• **Рабочие инструкции**
(1) Определите, согласуются ли с текстом о заметках Бергольо утверждения (a), (b) и (c). Для каждого ответьте «да» или «нет» и дословно приведите решающие слова текста. (a) Заметки написаны между концом 1987 и серединой 1988 года. (b) Текст отца Бергольо начинается с цитаты из статьи Филиппа Бюше. (c) Мысль о том, что лучший метод тот, который больше соответствует реальности, взята у Гвардини.
(2) Продолжите текст о заметках Бергольо, начав сразу после его последнего предложения.
─── Текст для чтения ───
Эти неизданные заметки датируются периодом между концом 1987 и серединой 1988 года, когда о. Бергольо работал над диссертацией, посвященной Романо Гвардини. Будущий понтифик сосредоточил своё внимание на «исчерпанности категорий истолкования реальности», о чём говорит Метоль Ферре в статье, подтолкнувшей к этим размышлениям. Они весьма интересны и методом, поскольку демонстрируют личный образ мыслей, прокладывающих себе дорогу в духовной свободе и творчески, и содержанием; и позволяют нам наблюдать за применением его знаменитых «четырёх принципов».

***

ИСТОЛКОВАНИЕ РЕАЛЬНОСТИ

Хорхе Марио Бергольо SJ

 Этот неизданный текст был написан между концом 1987 и серединой 1988 года, когда о. Бергольо работал над диссертацией, посвященной Романо Гвардини, и исследовал вопрос об использовании марксистского анализа для истолкования реальности как примера употребления устаревших категорий, которые уже преодолены реальностью[1]. Эта рукопись – наброски для более подробного исследования.

Текст отца Бергольо начинается с цитаты из статьи, в которой Альберто Метоль Ферре размышляет о том, что с наступлением индустриальной эпохи, с Французской революции, Церковь решительно ставит перед собой вопрос об отношениях с рабочим классом. В начале XIX века устами Филиппа Бюше[2] заявляет о себе католический социализм, который впоследствии задохнётся в тисках – между внутрицерковным интегризмом и атеистическим марксизмом. Метоль Ферре предлагает вернуться к истокам социализма, изначально этичного и христианского, поскольку уже преодолены и марксизм с его атеистической догматикой, и, благодаря II Ватиканскому собору, критичность Церкви к современному миру без признания его достижений.

Бергольо сосредоточил своё внимание на «исчерпанности категорий толкования реальности» у Метоля Ферре и составил эти заметки – набросок такой «герменевтики реальности», в которой критерии и категории – не просто «заплаты». Эта метафора, равно как и «перелив через край» («rebasamiento»), обрела значимость начиная с Амазонского синода[3].

В заметках отца Бергольо весьма интересны и метод, и содержание. Возможно, кого-то удивит сложная аргументация, отнюдь не свойственная Бергольо-понтифику. Что касается метода, он позволяет нам обнаружить личный образ мыслей отца Бергольо, черпающего вдохновение у разнообразных авторов и в то же время способного самостоятельно строить собственные умозаключения. Что касается содержания, в этом рассуждении можно проследить за применением его знаменитых «четырёх принципов»[4]. Лучший метод тот, который более соответствует («созвучие») реальности – эта идея почерпнута у Гвардини. Использование антиномии как способа поэтически выразить реальность, которая превосходит нашу интуицию и наши понятия и требует творческого пояснения, – это собственный метод отца Бергольо. Теория Метоля Ферре хорошо работает, когда нужно истолковать «народ» и принять современность одновременно и традиционно, и по-новому.
─── Данные ───
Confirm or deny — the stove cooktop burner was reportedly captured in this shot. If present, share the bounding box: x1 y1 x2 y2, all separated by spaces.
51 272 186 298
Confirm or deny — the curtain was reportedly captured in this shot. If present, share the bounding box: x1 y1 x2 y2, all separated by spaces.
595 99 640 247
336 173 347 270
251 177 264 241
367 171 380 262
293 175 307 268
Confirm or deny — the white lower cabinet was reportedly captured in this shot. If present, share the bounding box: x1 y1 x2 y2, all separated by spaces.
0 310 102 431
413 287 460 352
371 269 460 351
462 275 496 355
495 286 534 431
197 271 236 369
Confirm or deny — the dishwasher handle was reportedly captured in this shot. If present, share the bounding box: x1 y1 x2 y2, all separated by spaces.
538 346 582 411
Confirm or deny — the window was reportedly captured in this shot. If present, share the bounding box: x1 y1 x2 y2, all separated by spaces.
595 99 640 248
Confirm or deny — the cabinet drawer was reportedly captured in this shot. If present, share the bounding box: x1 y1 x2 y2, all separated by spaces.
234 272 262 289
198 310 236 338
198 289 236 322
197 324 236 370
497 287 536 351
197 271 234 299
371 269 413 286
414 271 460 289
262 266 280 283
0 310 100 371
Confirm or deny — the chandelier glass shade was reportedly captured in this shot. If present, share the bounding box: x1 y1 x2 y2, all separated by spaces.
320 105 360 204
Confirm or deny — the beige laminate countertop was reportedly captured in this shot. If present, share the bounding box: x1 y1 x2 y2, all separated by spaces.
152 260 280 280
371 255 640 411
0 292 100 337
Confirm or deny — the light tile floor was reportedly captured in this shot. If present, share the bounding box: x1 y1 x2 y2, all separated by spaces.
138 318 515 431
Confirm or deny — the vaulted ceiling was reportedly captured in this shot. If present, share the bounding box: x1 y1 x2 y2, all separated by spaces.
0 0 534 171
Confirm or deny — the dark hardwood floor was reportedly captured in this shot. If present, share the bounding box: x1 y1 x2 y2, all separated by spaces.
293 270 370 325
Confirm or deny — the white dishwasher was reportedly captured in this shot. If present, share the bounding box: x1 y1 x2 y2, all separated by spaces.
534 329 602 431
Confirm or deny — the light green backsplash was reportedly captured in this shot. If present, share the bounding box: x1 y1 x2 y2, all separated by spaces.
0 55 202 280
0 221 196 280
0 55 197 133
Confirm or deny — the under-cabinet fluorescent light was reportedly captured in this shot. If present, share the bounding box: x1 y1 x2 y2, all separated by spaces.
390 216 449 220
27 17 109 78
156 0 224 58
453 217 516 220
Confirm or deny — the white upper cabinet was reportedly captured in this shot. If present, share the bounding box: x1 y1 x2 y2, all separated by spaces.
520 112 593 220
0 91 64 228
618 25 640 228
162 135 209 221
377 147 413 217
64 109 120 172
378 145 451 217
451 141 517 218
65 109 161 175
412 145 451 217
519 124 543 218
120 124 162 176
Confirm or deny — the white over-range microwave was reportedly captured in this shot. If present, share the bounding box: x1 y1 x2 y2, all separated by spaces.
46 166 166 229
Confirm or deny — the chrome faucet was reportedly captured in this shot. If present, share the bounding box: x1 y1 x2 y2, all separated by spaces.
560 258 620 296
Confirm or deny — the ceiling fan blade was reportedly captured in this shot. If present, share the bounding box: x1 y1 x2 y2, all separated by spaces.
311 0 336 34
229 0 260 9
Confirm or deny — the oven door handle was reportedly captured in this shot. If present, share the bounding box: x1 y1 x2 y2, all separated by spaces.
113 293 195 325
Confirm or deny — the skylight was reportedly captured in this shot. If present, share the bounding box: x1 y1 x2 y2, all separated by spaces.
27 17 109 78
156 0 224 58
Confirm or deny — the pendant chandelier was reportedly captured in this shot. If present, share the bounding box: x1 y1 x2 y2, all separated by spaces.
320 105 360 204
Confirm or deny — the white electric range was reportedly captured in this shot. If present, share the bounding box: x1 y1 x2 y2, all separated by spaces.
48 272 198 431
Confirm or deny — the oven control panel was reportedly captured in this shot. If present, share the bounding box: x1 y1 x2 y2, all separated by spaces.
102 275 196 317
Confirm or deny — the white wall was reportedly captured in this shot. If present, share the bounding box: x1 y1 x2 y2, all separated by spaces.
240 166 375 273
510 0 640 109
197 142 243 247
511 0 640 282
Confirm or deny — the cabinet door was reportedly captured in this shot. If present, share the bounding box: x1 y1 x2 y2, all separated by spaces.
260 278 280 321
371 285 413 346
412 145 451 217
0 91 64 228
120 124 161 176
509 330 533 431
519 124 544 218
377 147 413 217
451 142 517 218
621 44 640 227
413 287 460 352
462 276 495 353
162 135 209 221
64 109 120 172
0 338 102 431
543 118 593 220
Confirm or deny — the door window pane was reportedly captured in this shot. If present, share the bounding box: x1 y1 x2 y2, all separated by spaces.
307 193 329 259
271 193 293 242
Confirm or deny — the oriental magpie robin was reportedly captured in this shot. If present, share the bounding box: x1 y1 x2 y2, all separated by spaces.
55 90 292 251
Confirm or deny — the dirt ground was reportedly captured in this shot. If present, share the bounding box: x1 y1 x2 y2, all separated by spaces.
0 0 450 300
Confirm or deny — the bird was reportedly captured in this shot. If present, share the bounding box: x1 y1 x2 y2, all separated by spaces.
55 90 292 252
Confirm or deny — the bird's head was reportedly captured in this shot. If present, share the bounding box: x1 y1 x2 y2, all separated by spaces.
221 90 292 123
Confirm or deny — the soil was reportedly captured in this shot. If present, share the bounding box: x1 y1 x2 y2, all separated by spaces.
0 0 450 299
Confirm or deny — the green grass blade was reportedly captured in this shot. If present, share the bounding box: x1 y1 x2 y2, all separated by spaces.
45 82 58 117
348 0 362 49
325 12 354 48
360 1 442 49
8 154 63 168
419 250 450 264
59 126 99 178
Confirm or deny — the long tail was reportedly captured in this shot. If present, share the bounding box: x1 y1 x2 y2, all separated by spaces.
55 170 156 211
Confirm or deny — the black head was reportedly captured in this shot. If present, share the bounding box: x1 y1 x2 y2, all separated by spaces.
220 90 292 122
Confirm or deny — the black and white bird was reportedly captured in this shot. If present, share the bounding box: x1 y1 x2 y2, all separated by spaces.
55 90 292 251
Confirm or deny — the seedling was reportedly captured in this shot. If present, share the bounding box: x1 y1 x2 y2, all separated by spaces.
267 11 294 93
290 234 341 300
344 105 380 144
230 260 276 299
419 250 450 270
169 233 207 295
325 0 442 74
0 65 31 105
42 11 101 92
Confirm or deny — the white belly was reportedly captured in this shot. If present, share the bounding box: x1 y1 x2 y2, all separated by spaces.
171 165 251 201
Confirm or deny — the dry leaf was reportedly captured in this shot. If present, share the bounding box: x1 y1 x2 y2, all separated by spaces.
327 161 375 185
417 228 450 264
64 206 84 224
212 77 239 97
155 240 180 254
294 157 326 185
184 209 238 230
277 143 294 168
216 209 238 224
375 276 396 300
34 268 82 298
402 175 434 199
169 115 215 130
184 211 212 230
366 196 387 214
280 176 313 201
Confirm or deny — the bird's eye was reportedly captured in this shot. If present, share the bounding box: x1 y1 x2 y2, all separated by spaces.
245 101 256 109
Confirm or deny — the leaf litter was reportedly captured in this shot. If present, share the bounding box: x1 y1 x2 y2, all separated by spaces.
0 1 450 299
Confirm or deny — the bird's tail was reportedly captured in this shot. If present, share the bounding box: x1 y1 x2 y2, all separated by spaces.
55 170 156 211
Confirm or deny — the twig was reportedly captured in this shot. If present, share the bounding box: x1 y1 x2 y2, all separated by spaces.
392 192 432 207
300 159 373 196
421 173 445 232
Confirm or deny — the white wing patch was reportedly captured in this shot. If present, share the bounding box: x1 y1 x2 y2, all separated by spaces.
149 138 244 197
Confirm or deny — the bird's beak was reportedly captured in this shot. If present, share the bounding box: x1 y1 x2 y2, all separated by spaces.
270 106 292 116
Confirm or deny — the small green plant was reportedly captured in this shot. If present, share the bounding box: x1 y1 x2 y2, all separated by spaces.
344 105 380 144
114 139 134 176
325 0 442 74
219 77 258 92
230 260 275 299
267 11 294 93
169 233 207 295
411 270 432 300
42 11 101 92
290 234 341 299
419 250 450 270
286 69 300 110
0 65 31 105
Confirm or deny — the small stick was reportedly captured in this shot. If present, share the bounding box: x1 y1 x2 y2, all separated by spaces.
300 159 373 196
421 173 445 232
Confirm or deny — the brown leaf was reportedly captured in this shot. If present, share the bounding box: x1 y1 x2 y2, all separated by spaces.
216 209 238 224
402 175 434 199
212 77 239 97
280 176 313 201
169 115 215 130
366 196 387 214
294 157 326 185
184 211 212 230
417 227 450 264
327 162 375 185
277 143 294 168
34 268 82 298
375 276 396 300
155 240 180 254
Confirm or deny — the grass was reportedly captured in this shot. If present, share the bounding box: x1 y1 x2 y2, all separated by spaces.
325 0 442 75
───
• **Ответы к заданиям**
(1)
(a) Да: «между концом 1987 и серединой 1988 года».
(b) Нет: «Текст отца Бергольо начинается с цитаты из статьи, в которой Альберто Метоль Ферре размышляет».
(c) Да: «эта идея почерпнута у Гвардини».

(2)
В этих заметках можно найти многое. Но главное, что бросается в глаза – сила личной мысли, пролагающей себе дорогу в духовной свободе и творчески, ищущей критерии истолкования реального, которые помогут размышлять и различать, не уклоняясь ни в косность, ни в релятивизм.

Диего Фарес SJ

***

«Исчерпанность пояснительных категорий, уже не достаточных для понимания сегодняшних событий, сопряжена с растерянностью. Происходящее на нашем историческом этапе обгоняет существующие идеи. Поэтому они ослепляют, не дают видеть. На мой взгляд, что касается нас, “христиане-марксисты” сделали ставку на явного лидера, а потом оказалось, что лошадка просто под допингом. Как сказал Клавер[5], “христиане-марксисты” боятся оказаться последними христианами, а на самом деле они последние марксисты»[6].

В связи с этим утверждением я рассматриваю проблему герменевтики реальности[7].

Как определить критерии для истолкования реальности?

Как определить их универсальность в качестве толковательных критериев?

Всегда ли постоянен герменевтический канон? Или подвержен изменениям?

Если постоянен, его универсальность гарантирована по определению, но тогда он закрыт для новых находок. Если подвержен изменениям, в таком случае невозможно говорить об универсальности герменевтического факта.

С другой стороны, герменевтический факт – предмет метафизики? А значит, можно говорить о метафизике герменевтики?

Если так, в какой мере герменевтика причастна бытию, которое есть предмет метафизики? Существует ли сущность герменевтического факта? Или следует рассматривать его как чистое отношение (relatio)? В этом последнем случае, как применять к нему метафизику отношений, если мы считаем его relatio инструментальной причины познания, относящегося к реальности?

А если речь идёт о применении метафизического принципа, из какой «метафизики» мы его берём?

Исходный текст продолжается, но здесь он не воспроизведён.